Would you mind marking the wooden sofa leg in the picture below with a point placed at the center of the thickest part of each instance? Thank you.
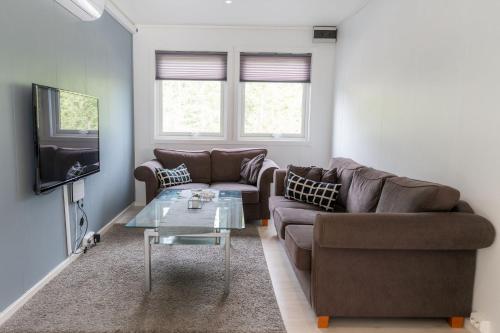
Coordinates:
(456, 322)
(323, 321)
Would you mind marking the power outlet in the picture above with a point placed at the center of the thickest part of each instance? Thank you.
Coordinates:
(479, 322)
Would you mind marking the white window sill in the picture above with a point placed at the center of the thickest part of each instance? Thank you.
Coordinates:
(240, 142)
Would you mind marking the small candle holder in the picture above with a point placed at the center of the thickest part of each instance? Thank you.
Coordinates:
(195, 202)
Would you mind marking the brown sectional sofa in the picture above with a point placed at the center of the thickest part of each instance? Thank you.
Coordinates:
(396, 247)
(217, 169)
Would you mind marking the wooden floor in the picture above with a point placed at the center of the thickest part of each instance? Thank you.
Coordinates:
(298, 316)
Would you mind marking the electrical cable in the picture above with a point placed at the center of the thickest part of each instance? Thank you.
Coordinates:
(84, 218)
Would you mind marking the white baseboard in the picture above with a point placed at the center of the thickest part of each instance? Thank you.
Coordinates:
(17, 304)
(468, 326)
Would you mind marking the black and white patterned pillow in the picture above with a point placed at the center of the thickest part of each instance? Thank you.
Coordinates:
(171, 177)
(320, 194)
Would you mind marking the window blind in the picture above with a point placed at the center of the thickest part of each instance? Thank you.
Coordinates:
(199, 66)
(275, 67)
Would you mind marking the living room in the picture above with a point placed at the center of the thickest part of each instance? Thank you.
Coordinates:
(249, 166)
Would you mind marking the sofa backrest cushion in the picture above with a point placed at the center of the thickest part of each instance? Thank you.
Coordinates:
(365, 190)
(405, 195)
(345, 170)
(226, 163)
(197, 162)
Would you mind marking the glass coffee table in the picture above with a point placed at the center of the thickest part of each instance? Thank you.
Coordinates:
(168, 220)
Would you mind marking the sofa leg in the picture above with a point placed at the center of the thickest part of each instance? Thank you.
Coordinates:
(456, 322)
(323, 321)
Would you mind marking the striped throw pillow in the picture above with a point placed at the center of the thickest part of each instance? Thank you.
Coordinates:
(171, 177)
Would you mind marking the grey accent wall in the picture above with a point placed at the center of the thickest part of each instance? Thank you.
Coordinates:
(43, 43)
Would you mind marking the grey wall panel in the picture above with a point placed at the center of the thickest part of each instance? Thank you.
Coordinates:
(41, 42)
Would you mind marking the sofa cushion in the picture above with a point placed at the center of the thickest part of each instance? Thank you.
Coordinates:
(280, 201)
(283, 217)
(197, 162)
(298, 244)
(365, 190)
(345, 171)
(250, 168)
(226, 163)
(249, 193)
(311, 173)
(405, 195)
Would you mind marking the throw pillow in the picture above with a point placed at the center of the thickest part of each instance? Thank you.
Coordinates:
(312, 173)
(171, 177)
(250, 169)
(329, 176)
(320, 194)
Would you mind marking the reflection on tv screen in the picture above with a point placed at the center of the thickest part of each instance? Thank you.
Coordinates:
(67, 135)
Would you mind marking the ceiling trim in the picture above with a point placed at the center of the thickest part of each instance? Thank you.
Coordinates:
(120, 16)
(241, 27)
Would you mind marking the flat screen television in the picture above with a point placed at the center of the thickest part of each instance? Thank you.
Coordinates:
(66, 136)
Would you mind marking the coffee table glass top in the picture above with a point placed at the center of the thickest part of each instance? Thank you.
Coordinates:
(170, 209)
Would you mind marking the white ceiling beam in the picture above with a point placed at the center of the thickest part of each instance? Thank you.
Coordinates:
(120, 16)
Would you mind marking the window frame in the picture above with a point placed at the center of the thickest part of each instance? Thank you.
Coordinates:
(160, 135)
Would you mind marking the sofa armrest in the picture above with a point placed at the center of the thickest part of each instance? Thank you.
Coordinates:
(279, 181)
(264, 181)
(146, 173)
(408, 231)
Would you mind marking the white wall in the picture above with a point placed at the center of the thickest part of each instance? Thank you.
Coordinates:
(233, 39)
(418, 94)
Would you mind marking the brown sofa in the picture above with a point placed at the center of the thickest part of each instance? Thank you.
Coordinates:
(397, 247)
(217, 169)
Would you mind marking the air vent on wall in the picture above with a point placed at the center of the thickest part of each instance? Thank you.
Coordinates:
(324, 34)
(86, 10)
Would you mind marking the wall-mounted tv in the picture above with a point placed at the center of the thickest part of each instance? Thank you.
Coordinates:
(66, 136)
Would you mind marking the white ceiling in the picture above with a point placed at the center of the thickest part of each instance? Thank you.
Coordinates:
(239, 12)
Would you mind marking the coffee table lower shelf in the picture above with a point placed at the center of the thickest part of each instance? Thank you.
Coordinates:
(152, 236)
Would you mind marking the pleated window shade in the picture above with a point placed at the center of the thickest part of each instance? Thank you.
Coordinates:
(275, 67)
(199, 66)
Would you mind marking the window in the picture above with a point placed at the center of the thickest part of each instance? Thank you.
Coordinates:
(274, 95)
(190, 93)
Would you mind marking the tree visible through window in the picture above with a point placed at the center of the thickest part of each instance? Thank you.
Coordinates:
(77, 112)
(273, 108)
(191, 106)
(275, 92)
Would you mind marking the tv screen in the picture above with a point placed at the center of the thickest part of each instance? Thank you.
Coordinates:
(66, 136)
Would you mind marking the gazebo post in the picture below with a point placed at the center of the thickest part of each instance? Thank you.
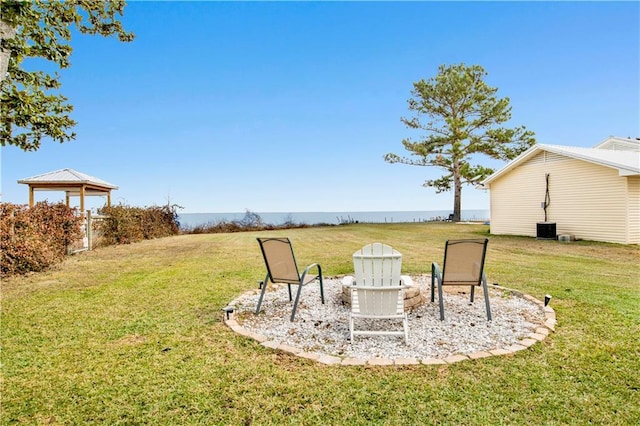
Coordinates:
(82, 199)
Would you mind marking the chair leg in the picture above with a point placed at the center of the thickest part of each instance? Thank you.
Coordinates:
(486, 298)
(405, 324)
(351, 328)
(441, 301)
(321, 287)
(432, 282)
(264, 288)
(295, 304)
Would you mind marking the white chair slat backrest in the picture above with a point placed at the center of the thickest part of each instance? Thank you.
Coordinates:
(377, 265)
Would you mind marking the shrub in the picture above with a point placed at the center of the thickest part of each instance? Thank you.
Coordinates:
(32, 239)
(125, 224)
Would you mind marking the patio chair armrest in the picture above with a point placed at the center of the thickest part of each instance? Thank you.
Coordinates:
(308, 268)
(348, 281)
(406, 281)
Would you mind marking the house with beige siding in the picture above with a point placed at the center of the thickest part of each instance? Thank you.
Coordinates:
(582, 193)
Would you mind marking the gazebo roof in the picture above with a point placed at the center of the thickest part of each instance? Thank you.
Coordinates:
(67, 176)
(72, 182)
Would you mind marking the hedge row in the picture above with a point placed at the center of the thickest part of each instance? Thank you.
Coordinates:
(125, 224)
(32, 239)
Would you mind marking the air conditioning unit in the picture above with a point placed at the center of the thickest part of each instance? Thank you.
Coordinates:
(546, 230)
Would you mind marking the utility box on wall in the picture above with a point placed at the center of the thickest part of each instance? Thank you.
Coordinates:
(546, 230)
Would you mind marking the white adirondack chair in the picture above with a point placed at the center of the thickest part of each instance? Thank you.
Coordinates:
(377, 290)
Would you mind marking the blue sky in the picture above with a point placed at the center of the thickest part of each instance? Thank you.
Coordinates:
(290, 106)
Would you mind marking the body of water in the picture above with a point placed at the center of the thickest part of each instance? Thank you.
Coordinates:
(332, 218)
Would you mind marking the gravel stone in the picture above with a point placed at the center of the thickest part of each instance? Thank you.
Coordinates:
(324, 329)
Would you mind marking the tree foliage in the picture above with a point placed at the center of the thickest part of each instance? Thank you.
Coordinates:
(31, 107)
(463, 118)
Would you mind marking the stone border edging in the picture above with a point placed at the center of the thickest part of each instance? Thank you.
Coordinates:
(538, 336)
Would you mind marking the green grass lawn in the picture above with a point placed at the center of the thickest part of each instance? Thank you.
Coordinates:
(134, 335)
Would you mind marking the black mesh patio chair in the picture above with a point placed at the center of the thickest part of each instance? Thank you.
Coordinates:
(282, 268)
(463, 265)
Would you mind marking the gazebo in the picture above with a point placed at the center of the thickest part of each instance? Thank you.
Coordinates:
(73, 183)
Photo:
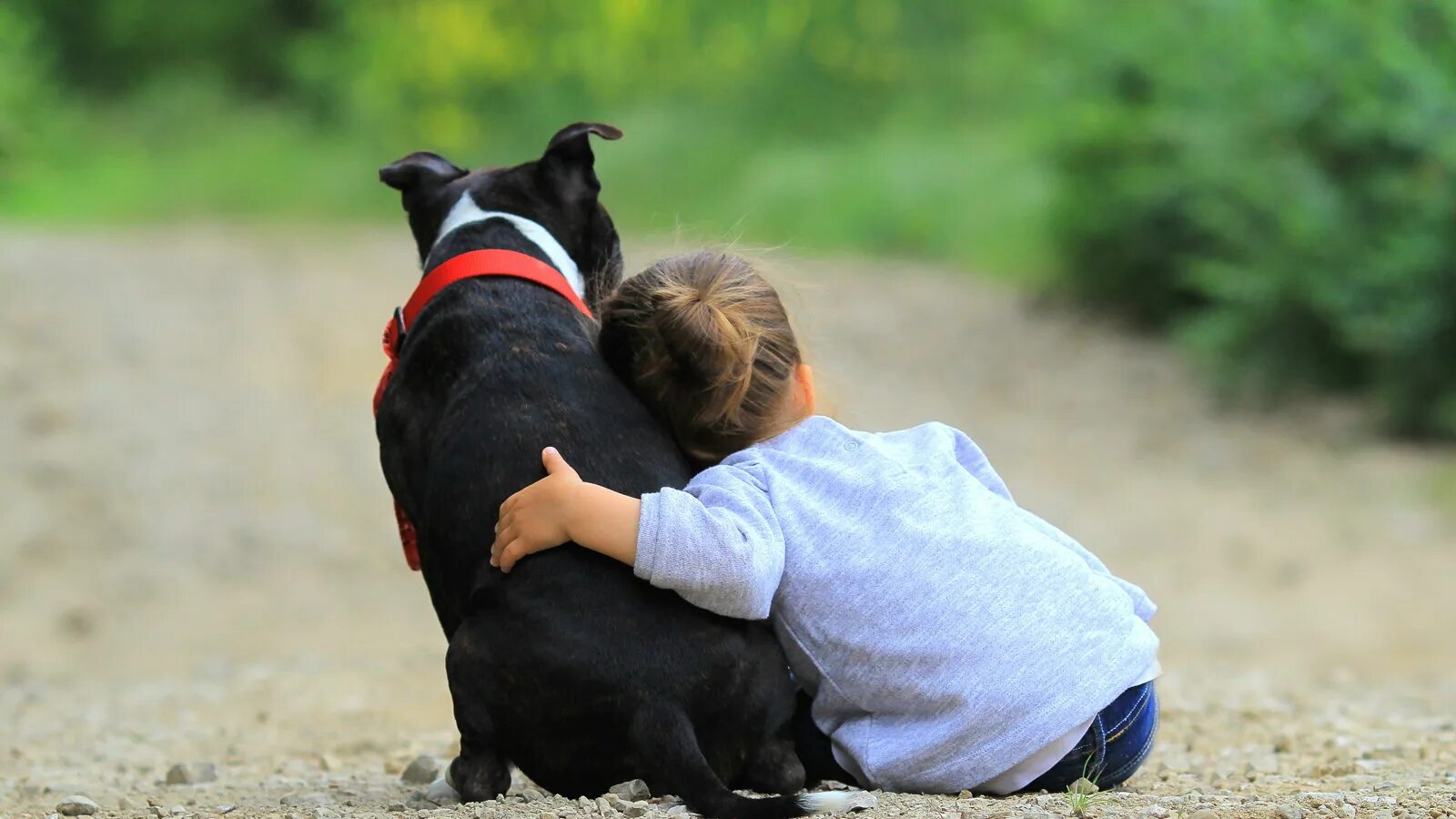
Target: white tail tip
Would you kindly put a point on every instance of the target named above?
(837, 800)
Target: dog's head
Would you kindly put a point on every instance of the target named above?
(558, 191)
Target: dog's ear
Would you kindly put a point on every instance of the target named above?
(568, 164)
(420, 169)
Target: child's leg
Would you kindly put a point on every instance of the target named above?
(814, 748)
(1118, 741)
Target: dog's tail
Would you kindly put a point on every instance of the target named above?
(666, 738)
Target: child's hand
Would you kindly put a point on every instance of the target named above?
(536, 518)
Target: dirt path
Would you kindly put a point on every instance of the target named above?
(197, 560)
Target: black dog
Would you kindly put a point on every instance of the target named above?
(570, 666)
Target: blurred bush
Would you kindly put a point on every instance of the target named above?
(1271, 182)
(1276, 184)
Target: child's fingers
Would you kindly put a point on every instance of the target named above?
(555, 464)
(514, 551)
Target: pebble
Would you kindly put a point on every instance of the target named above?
(441, 793)
(633, 790)
(308, 799)
(76, 806)
(191, 773)
(421, 771)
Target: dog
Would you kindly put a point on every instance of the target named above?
(570, 666)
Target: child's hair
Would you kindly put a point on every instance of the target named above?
(705, 341)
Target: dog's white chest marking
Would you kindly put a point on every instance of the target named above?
(466, 212)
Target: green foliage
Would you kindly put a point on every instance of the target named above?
(1276, 184)
(1270, 182)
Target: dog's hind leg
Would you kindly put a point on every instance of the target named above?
(480, 771)
(774, 767)
(666, 748)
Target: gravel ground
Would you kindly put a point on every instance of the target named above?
(198, 564)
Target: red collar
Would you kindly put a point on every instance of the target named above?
(466, 266)
(488, 263)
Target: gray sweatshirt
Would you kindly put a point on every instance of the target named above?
(944, 632)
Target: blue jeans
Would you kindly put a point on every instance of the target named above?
(1114, 746)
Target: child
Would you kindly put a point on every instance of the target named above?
(950, 639)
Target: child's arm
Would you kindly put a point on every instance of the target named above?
(562, 508)
(717, 544)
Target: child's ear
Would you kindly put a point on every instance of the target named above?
(804, 383)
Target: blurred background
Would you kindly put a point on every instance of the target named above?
(1187, 271)
(1269, 182)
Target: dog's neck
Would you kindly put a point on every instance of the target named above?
(466, 212)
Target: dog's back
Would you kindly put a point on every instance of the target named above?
(568, 666)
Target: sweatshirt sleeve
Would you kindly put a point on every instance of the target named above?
(717, 542)
(975, 460)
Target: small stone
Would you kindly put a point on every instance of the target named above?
(633, 790)
(191, 773)
(440, 792)
(308, 799)
(76, 806)
(421, 771)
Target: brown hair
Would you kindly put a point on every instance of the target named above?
(705, 341)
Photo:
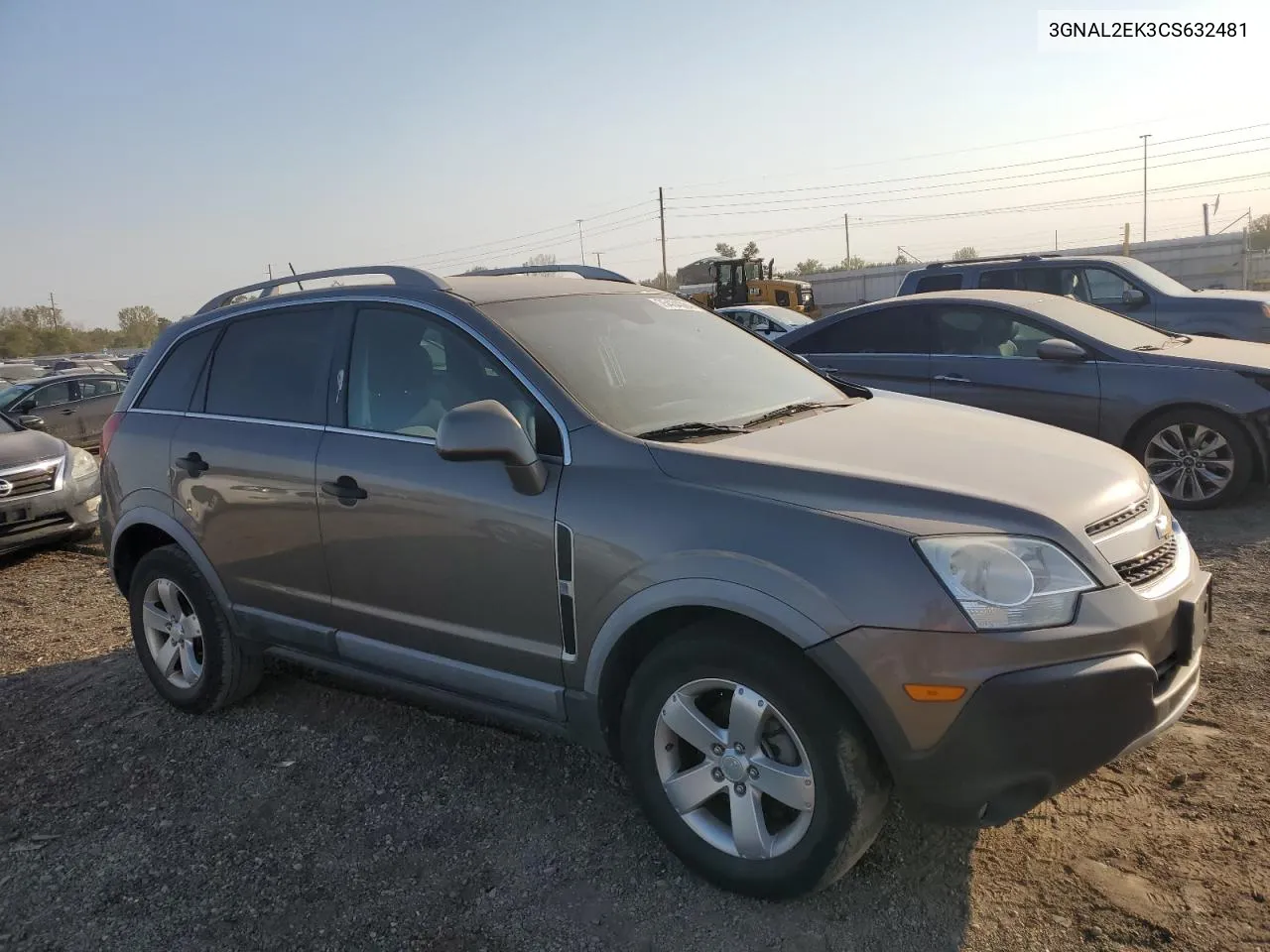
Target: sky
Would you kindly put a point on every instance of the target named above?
(159, 153)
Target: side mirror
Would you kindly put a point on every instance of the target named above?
(485, 429)
(1057, 349)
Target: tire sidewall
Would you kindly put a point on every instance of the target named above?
(816, 721)
(168, 563)
(1230, 430)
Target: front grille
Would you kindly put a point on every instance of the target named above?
(1097, 529)
(30, 480)
(1150, 565)
(22, 529)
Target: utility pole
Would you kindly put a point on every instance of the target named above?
(661, 207)
(1144, 186)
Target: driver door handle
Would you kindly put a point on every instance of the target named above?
(191, 463)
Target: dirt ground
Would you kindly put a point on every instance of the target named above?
(317, 817)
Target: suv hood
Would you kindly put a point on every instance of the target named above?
(922, 466)
(1222, 294)
(28, 445)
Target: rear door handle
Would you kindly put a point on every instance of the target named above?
(344, 489)
(191, 463)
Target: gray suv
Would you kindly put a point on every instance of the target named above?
(1116, 284)
(594, 509)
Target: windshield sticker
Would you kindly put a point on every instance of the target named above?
(674, 303)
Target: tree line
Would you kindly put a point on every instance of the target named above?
(44, 329)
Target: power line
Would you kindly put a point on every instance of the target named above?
(970, 172)
(862, 198)
(994, 178)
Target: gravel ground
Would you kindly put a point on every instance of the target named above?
(316, 817)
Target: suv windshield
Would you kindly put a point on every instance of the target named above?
(644, 362)
(13, 391)
(1153, 277)
(1103, 325)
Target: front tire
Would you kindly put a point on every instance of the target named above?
(1198, 458)
(183, 638)
(749, 765)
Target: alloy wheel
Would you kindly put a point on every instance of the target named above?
(173, 633)
(1189, 461)
(734, 770)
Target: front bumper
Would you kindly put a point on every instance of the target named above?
(50, 517)
(1025, 735)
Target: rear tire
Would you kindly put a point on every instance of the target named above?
(208, 669)
(808, 731)
(1198, 458)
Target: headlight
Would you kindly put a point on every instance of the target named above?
(82, 465)
(1007, 581)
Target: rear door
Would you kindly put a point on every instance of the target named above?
(885, 348)
(98, 397)
(987, 357)
(440, 570)
(243, 468)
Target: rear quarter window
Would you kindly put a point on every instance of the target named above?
(173, 385)
(939, 282)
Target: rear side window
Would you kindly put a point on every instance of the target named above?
(939, 282)
(898, 330)
(273, 367)
(173, 384)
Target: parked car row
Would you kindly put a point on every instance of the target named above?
(779, 597)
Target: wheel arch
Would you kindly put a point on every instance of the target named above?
(1260, 448)
(141, 531)
(654, 615)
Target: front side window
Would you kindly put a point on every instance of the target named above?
(51, 395)
(408, 370)
(1106, 289)
(901, 330)
(642, 362)
(273, 367)
(985, 331)
(939, 282)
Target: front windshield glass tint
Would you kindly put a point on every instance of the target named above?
(1098, 324)
(642, 362)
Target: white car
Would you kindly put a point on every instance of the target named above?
(765, 320)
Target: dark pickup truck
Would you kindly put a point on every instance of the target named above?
(1121, 285)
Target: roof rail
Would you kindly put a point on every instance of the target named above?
(583, 271)
(400, 276)
(997, 258)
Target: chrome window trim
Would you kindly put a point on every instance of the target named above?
(59, 465)
(273, 304)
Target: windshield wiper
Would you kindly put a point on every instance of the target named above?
(688, 430)
(789, 411)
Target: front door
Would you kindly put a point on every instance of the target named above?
(987, 357)
(885, 348)
(243, 470)
(440, 570)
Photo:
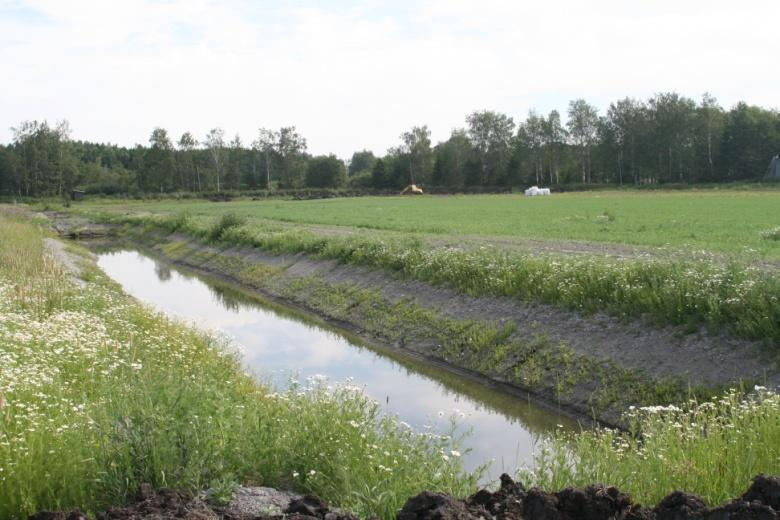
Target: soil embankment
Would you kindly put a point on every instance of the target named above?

__What the exercise asks__. Search the records for the string "windshield" and return every line in which it occurs.

__Solved problem__.
Target: windshield sticker
Target: suv windshield
Target: front windshield glass tint
Target: windshield wiper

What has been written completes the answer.